Rewrite the stretch of the listing from the line containing "Each instance of the desk" through the end of the listing, keeping the requests. Shift every outline coordinate in the answers by adding 97 to each number.

- Records for this task:
----

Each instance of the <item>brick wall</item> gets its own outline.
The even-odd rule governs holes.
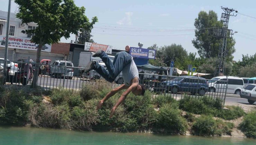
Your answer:
[[[64,43],[59,43],[53,44],[52,45],[51,53],[57,54],[61,54],[68,55],[70,44]]]

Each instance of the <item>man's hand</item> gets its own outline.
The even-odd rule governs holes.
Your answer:
[[[103,103],[104,102],[102,100],[101,100],[99,102],[98,105],[97,105],[97,107],[96,107],[96,110],[98,110],[101,108],[101,107],[102,106],[102,105],[103,105]]]
[[[112,117],[113,117],[113,115],[114,115],[114,113],[115,113],[115,112],[116,111],[116,108],[114,107],[112,108],[112,109],[111,109],[111,111],[110,112],[110,115],[109,116],[110,118],[112,118]]]

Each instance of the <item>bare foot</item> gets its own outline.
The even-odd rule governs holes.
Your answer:
[[[101,106],[102,106],[102,105],[103,105],[103,103],[104,102],[102,100],[101,100],[99,102],[98,105],[97,105],[97,107],[96,107],[96,110],[98,110],[101,108]]]

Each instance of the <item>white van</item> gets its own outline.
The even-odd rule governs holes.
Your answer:
[[[246,87],[249,84],[256,83],[256,80],[248,80],[249,78],[242,78],[244,80],[244,84],[245,85],[245,87]]]
[[[217,81],[226,81],[226,76],[216,77],[211,79],[212,80],[208,81],[209,91],[212,92],[225,93],[227,88],[227,93],[240,95],[244,86],[243,79],[237,77],[228,76],[227,84],[226,82]]]

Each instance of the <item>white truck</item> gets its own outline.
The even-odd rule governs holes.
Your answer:
[[[78,65],[79,67],[84,68],[89,62],[91,60],[94,60],[97,61],[101,65],[103,66],[106,69],[106,65],[103,62],[101,59],[99,57],[93,57],[92,55],[94,52],[82,52],[80,53],[79,60]],[[113,56],[108,56],[109,58],[113,62],[115,57]],[[89,78],[90,79],[100,79],[104,78],[94,70],[91,70],[86,74],[83,73],[82,77]],[[122,72],[116,78],[115,81],[119,84],[122,84],[124,83],[124,79],[122,78]]]

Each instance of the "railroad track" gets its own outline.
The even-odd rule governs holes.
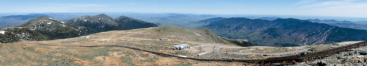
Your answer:
[[[190,59],[198,61],[226,61],[226,62],[236,61],[236,62],[251,62],[251,63],[263,63],[265,62],[281,62],[283,61],[290,62],[292,60],[301,60],[302,59],[306,59],[308,58],[313,58],[313,57],[317,57],[320,56],[324,56],[329,55],[332,54],[334,54],[337,53],[339,52],[345,51],[351,49],[352,48],[355,48],[359,47],[360,47],[367,45],[367,41],[362,41],[360,43],[355,43],[354,44],[346,46],[336,48],[330,50],[328,50],[316,52],[307,54],[305,55],[297,55],[283,56],[280,57],[270,58],[267,59],[262,59],[262,60],[208,59],[197,59],[197,58],[185,58],[185,57],[182,57],[181,56],[178,56],[175,55],[171,55],[165,54],[162,53],[158,52],[149,50],[137,48],[128,46],[121,46],[121,45],[102,45],[102,46],[57,45],[48,45],[48,44],[34,44],[34,43],[15,43],[15,44],[9,43],[9,44],[38,44],[38,45],[48,45],[48,46],[54,46],[76,47],[121,47],[130,48],[137,50],[142,51],[145,52],[152,53],[157,55],[160,55],[162,56],[174,57],[177,57],[183,59]]]

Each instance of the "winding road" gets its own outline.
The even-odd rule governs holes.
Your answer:
[[[138,40],[152,40],[152,39],[144,39],[144,38],[133,38],[133,37],[126,37],[126,36],[124,36],[124,37],[112,37],[112,36],[96,36],[94,35],[93,34],[91,34],[91,35],[92,36],[95,36],[95,37],[111,37],[125,38],[128,38],[135,39],[138,39]],[[309,49],[309,48],[308,48],[308,49],[304,49],[304,50],[299,50],[294,51],[290,51],[290,52],[285,52],[274,53],[249,53],[249,52],[222,52],[222,51],[219,51],[219,50],[220,50],[221,48],[248,48],[248,47],[251,47],[251,48],[275,48],[275,47],[264,47],[264,46],[252,46],[252,47],[226,47],[226,46],[221,46],[221,45],[213,45],[213,44],[207,44],[207,43],[198,43],[198,42],[193,42],[193,41],[184,41],[184,40],[177,40],[177,41],[185,41],[185,42],[189,42],[189,43],[192,43],[199,44],[201,44],[208,45],[209,45],[209,46],[214,46],[214,47],[215,47],[215,48],[214,49],[214,50],[213,50],[213,51],[214,51],[214,52],[219,52],[219,53],[227,53],[227,54],[240,54],[240,55],[265,55],[265,54],[266,54],[266,55],[284,55],[284,54],[292,54],[292,53],[294,53],[302,52],[304,52],[304,51],[307,51],[308,50],[308,49]],[[309,46],[302,46],[302,47],[285,47],[288,48],[303,48],[303,47],[309,47]],[[333,47],[339,47],[339,46],[339,46],[339,45],[333,46]]]

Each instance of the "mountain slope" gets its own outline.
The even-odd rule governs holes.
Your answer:
[[[89,28],[66,24],[47,16],[31,19],[17,27],[29,29],[54,39],[75,37],[97,33]]]
[[[147,28],[153,27],[158,27],[156,25],[142,21],[141,20],[135,19],[124,16],[120,16],[114,19],[122,25],[132,27],[134,29]]]
[[[278,18],[274,21],[231,18],[213,22],[204,26],[221,37],[230,39],[244,39],[246,34],[272,28],[282,28],[288,25],[309,22],[293,18]]]
[[[204,27],[203,26],[208,25],[211,23],[226,19],[228,19],[228,18],[217,17],[201,20],[197,22],[189,22],[182,24],[177,25],[178,26],[182,27],[185,27],[188,29],[197,29]]]
[[[347,23],[328,23],[330,25],[337,26],[341,27],[352,28],[357,29],[367,30],[367,25]]]
[[[206,27],[221,37],[247,39],[254,43],[310,45],[367,40],[364,38],[367,37],[365,30],[293,18],[268,21],[230,18],[214,22]]]
[[[221,43],[225,44],[233,45],[244,47],[258,45],[242,40],[230,39],[218,36],[206,28],[193,29],[190,29],[190,30],[195,32],[195,34],[200,34],[200,36],[206,37],[206,38],[208,39],[207,40],[210,40],[212,41],[210,42]]]
[[[319,23],[353,23],[353,22],[350,21],[337,21],[335,20],[331,19],[331,20],[321,20],[319,19],[307,19],[305,20],[307,20],[313,22],[317,22]]]
[[[205,20],[209,18],[218,17],[219,16],[214,15],[196,15],[190,14],[169,14],[167,15],[170,15],[165,17],[152,18],[144,19],[142,20],[149,22],[151,23],[163,24],[160,26],[165,25],[170,26],[177,26],[187,28],[185,26],[180,25],[185,23],[197,22],[201,20]],[[189,26],[190,27],[190,26]]]
[[[90,28],[97,32],[133,29],[116,21],[105,14],[95,16],[86,15],[72,19],[63,22],[72,25]]]
[[[25,28],[8,27],[0,29],[0,43],[51,40],[47,36]]]

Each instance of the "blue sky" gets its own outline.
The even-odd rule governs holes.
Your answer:
[[[0,0],[0,13],[133,12],[367,17],[367,0]]]

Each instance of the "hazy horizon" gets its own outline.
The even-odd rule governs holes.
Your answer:
[[[6,0],[3,13],[137,12],[367,17],[367,1]]]

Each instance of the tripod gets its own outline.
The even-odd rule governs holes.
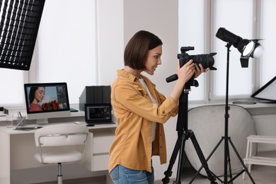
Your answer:
[[[228,105],[228,93],[229,93],[229,53],[230,53],[230,47],[231,46],[231,44],[227,43],[226,47],[227,47],[227,64],[226,64],[226,102],[225,102],[225,115],[224,115],[224,119],[225,119],[225,127],[224,127],[224,136],[222,137],[222,139],[220,141],[218,142],[218,144],[216,145],[214,149],[212,151],[211,154],[207,159],[207,161],[211,158],[212,155],[214,153],[214,151],[217,150],[217,149],[219,147],[219,144],[224,141],[224,180],[222,180],[219,178],[218,178],[217,176],[215,177],[222,182],[222,183],[232,183],[232,182],[238,178],[241,174],[242,174],[244,171],[247,173],[247,174],[249,176],[249,178],[251,179],[252,183],[255,184],[255,182],[253,179],[252,178],[251,175],[248,172],[248,170],[246,168],[246,166],[244,164],[242,159],[241,158],[241,156],[238,154],[238,151],[235,148],[235,146],[234,145],[232,141],[231,140],[231,137],[229,137],[228,135],[228,120],[229,118],[229,110],[230,110],[230,107]],[[230,143],[231,146],[232,146],[234,152],[236,153],[238,160],[240,161],[241,163],[243,166],[243,169],[237,173],[234,177],[232,176],[231,173],[231,159],[230,159],[230,154],[229,154],[229,143]],[[230,180],[228,180],[228,169],[227,166],[229,166],[229,178]],[[200,169],[197,171],[197,173],[195,176],[193,177],[192,180],[190,181],[192,182],[196,176],[198,175],[198,173],[200,172],[200,171],[202,169],[203,166],[201,166]]]
[[[212,175],[211,171],[208,168],[207,163],[204,157],[202,151],[198,144],[197,140],[195,138],[195,133],[191,130],[188,129],[188,93],[189,91],[190,91],[190,85],[189,84],[194,84],[195,82],[198,83],[197,81],[193,80],[190,81],[186,84],[184,87],[184,90],[182,92],[180,97],[179,98],[179,109],[178,109],[178,122],[176,125],[176,130],[178,131],[178,139],[176,143],[176,146],[173,149],[173,151],[172,156],[170,159],[170,163],[166,171],[164,172],[165,178],[162,179],[163,183],[168,183],[170,179],[169,177],[171,176],[171,169],[173,166],[176,161],[176,156],[178,155],[178,152],[179,151],[179,160],[178,165],[178,170],[176,173],[176,180],[173,181],[173,183],[181,183],[181,171],[182,171],[182,163],[184,156],[184,149],[185,149],[185,142],[189,138],[191,139],[192,142],[194,145],[195,151],[197,154],[197,156],[205,168],[206,173],[208,176],[208,179],[210,180],[210,183],[216,184],[217,183],[216,180],[216,178]]]

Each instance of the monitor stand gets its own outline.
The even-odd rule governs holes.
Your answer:
[[[47,118],[43,118],[43,119],[37,119],[36,120],[36,124],[38,125],[49,125],[48,119]]]

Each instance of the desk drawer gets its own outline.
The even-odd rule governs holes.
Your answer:
[[[97,155],[93,156],[93,171],[108,170],[108,155]]]
[[[105,154],[109,152],[109,149],[115,138],[114,135],[96,137],[93,139],[93,153]]]

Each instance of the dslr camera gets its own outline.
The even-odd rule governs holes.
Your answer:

----

- Result for this exercise:
Each instance of the desk drawer gets its own outline.
The even-odd rule governs holes.
Your answer:
[[[194,252],[190,253],[190,268],[205,267],[205,252]]]
[[[202,251],[206,249],[206,246],[212,235],[211,232],[193,234],[190,236],[190,250]]]

Each instance of the dslr camera gets its own outline.
The even-odd rule governs holes.
Your answer:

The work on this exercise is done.